Kelly Richards said her son will be blind for life if Nevada Department of Corrections officials continue to deny him the medical care he needs.

Inmate Rashaad Williams, 24, sustained eye injuries from birdshot in a shotgun during a prison brawl in which he was not involved.

Richards said her son has been denied medical care that could save his sight, visits by an attorney and contact with his family since he was admitted to the hospital.

The department categorically denied the allegations.

Williams was transferred to Sunrise Hospital and Medical Center from the William Bee Ririe Hospital in Ely, the department said last week. Richards said she was told about the incident 48 hours after the April 21 brawl and that her son was a bystander and complied with guards’ orders before he was shot in the face.

Richards said her son had to wait several hours before he received proper medical attention.

The department said in a release last week that Williams was provided on-site medical care before he was taken to the hospital.

“My main concern is my son’s health,” Richards said.

Richards said that her repeated calls to department and hospital officials have gone unanswered. An ophthalmologist, however, told her the hospital didn’t have the specialized equipment needed to fully explore her son’s medical options.

“They’re just basically like, ‘You’re blind. Go back to prison.’ They didn’t even do all the tests,” she said, adding that her family has even offered to cover the costs of a second opinion and a specialist.

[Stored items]

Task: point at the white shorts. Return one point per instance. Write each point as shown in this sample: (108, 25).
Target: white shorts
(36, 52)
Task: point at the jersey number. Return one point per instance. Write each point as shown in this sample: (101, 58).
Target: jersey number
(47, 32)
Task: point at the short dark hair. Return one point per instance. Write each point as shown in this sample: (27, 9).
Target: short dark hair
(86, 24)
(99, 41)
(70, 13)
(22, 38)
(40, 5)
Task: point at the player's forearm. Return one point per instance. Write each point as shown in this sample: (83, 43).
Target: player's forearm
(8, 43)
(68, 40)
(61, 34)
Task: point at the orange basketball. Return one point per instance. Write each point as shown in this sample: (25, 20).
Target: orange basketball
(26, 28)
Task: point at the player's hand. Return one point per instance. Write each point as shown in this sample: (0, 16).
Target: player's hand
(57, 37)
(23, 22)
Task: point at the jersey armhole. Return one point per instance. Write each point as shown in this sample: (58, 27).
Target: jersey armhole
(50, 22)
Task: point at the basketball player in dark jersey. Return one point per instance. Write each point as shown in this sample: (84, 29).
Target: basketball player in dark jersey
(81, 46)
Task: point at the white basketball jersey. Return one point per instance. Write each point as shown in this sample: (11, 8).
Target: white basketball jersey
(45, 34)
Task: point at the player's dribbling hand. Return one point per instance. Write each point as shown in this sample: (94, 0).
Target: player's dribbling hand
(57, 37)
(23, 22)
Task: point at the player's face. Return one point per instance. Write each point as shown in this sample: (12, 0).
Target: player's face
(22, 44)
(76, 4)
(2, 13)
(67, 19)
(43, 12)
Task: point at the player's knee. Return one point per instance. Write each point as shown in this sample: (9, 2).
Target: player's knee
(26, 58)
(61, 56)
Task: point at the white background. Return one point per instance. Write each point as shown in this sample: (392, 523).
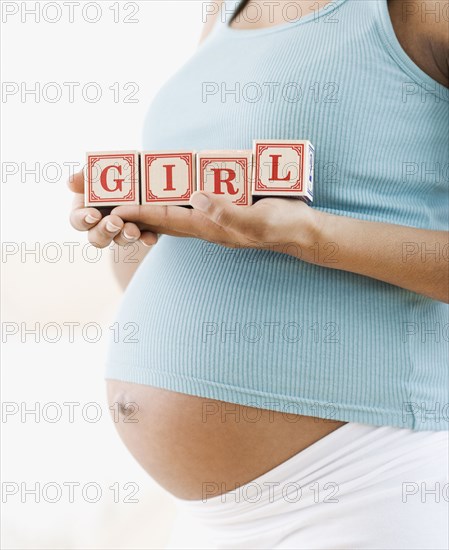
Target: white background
(39, 133)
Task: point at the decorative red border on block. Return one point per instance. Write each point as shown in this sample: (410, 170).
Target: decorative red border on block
(260, 148)
(93, 197)
(150, 158)
(242, 161)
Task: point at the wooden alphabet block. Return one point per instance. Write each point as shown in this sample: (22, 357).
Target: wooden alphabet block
(168, 177)
(112, 178)
(226, 173)
(283, 168)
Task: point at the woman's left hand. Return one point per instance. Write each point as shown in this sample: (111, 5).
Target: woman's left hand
(281, 224)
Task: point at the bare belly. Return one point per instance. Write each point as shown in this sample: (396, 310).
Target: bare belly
(196, 447)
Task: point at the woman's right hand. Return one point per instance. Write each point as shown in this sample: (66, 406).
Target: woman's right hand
(102, 230)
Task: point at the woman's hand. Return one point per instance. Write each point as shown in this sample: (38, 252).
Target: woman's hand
(283, 225)
(102, 230)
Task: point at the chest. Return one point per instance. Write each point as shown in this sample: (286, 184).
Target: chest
(410, 31)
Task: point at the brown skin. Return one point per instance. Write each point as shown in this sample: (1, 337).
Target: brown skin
(174, 440)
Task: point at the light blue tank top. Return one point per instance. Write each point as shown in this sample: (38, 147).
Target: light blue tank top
(264, 329)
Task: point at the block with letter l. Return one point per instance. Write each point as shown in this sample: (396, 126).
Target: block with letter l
(283, 168)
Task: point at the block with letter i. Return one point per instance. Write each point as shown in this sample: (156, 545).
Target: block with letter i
(284, 168)
(112, 178)
(168, 177)
(227, 174)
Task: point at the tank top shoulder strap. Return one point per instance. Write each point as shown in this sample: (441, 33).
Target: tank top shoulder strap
(225, 14)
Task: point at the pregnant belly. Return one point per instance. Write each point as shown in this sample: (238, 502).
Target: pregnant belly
(196, 447)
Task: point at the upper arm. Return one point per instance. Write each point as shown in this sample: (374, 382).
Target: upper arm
(430, 22)
(210, 13)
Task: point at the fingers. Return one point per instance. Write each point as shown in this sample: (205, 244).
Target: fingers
(171, 220)
(83, 219)
(149, 239)
(102, 234)
(248, 221)
(129, 234)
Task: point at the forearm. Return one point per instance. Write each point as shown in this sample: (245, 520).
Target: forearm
(414, 259)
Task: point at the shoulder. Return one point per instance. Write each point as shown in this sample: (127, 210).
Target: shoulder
(423, 26)
(210, 14)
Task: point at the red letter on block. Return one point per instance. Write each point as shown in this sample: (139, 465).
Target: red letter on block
(168, 178)
(233, 168)
(283, 168)
(112, 178)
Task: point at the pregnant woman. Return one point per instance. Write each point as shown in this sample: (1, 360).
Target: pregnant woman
(291, 366)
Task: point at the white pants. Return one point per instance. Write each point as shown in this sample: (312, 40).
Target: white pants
(359, 487)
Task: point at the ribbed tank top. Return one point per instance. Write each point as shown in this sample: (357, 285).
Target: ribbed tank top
(265, 329)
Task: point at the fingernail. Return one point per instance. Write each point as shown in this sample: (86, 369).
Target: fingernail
(129, 237)
(200, 202)
(111, 227)
(91, 219)
(146, 244)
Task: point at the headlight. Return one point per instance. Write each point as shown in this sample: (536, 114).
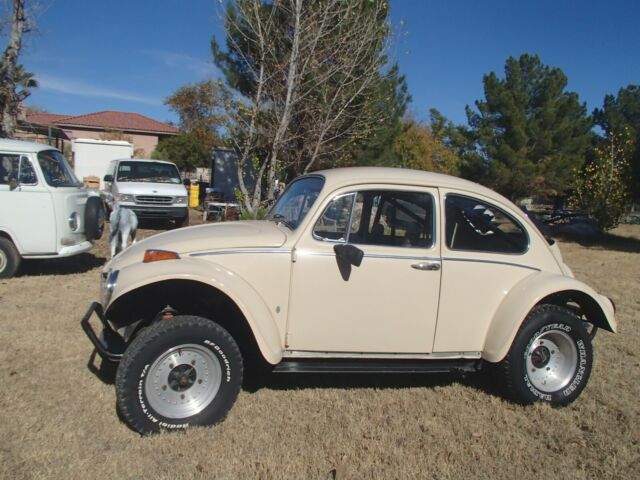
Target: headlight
(124, 197)
(74, 221)
(108, 286)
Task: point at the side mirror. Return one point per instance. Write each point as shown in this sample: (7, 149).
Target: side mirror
(350, 253)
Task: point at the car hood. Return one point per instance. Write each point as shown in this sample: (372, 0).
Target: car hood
(203, 238)
(152, 188)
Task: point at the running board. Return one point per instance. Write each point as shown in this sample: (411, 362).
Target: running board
(376, 366)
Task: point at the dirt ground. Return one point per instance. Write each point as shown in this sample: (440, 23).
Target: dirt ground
(58, 418)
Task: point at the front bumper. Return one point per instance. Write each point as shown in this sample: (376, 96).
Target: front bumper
(109, 344)
(151, 212)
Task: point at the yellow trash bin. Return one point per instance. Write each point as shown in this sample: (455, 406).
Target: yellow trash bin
(194, 195)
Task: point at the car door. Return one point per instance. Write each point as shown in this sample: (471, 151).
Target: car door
(26, 207)
(387, 304)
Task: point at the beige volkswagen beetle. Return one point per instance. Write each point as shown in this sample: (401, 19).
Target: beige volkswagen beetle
(354, 270)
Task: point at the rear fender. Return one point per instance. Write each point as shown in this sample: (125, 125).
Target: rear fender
(542, 287)
(246, 298)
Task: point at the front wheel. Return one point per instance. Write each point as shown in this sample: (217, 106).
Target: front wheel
(9, 258)
(178, 373)
(550, 359)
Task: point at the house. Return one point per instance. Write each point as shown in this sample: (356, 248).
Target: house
(60, 130)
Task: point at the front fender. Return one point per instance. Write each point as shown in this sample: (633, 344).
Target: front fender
(248, 300)
(528, 293)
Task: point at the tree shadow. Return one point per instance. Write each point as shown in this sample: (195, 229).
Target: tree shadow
(61, 266)
(605, 241)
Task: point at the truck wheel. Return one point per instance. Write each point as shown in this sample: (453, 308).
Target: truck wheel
(182, 222)
(9, 258)
(550, 359)
(94, 218)
(178, 373)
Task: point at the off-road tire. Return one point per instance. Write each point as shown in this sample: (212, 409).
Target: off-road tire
(142, 372)
(94, 218)
(9, 258)
(550, 359)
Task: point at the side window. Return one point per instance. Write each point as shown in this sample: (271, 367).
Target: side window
(478, 226)
(379, 217)
(8, 168)
(333, 225)
(27, 173)
(18, 169)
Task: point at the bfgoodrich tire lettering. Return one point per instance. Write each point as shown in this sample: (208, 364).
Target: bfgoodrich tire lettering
(550, 359)
(178, 373)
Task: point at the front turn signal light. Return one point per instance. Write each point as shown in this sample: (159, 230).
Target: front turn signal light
(158, 255)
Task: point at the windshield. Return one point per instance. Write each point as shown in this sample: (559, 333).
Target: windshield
(56, 170)
(295, 202)
(152, 172)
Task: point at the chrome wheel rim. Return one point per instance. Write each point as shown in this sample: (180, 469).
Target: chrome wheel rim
(183, 381)
(552, 360)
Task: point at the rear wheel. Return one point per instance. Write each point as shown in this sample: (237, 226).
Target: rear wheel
(9, 258)
(178, 373)
(550, 359)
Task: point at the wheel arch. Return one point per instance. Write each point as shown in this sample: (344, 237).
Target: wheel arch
(4, 233)
(537, 290)
(245, 317)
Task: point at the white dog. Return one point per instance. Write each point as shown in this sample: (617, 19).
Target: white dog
(124, 224)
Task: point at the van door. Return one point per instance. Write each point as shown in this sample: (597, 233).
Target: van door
(26, 207)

> **Using the information**
[1] Translate this sentence from the report on Rashaad Williams into Spanish: "The department categorically denied the allegations."
[2] In the report on Rashaad Williams, how long after the April 21 brawl was Richards told about the incident?
[3] Repeat the passage from the report on Rashaad Williams, starting with "The department categorically" and going on through "taken to the hospital.".
The records are separate material, apart from the text.

> **Problem solutions**
[1] El departamento negó categóricamente las acusaciones.

[2] 48 hours.

[3]
The department categorically denied the allegations.

Williams was transferred to Sunrise Hospital and Medical Center from the William Bee Ririe Hospital in Ely, the department said last week. Richards said she was told about the incident 48 hours after the April 21 brawl and that her son was a bystander and complied with guards’ orders before he was shot in the face.

Richards said her son had to wait several hours before he received proper medical attention.

The department said in a release last week that Williams was provided on-site medical care before he was taken to the hospital.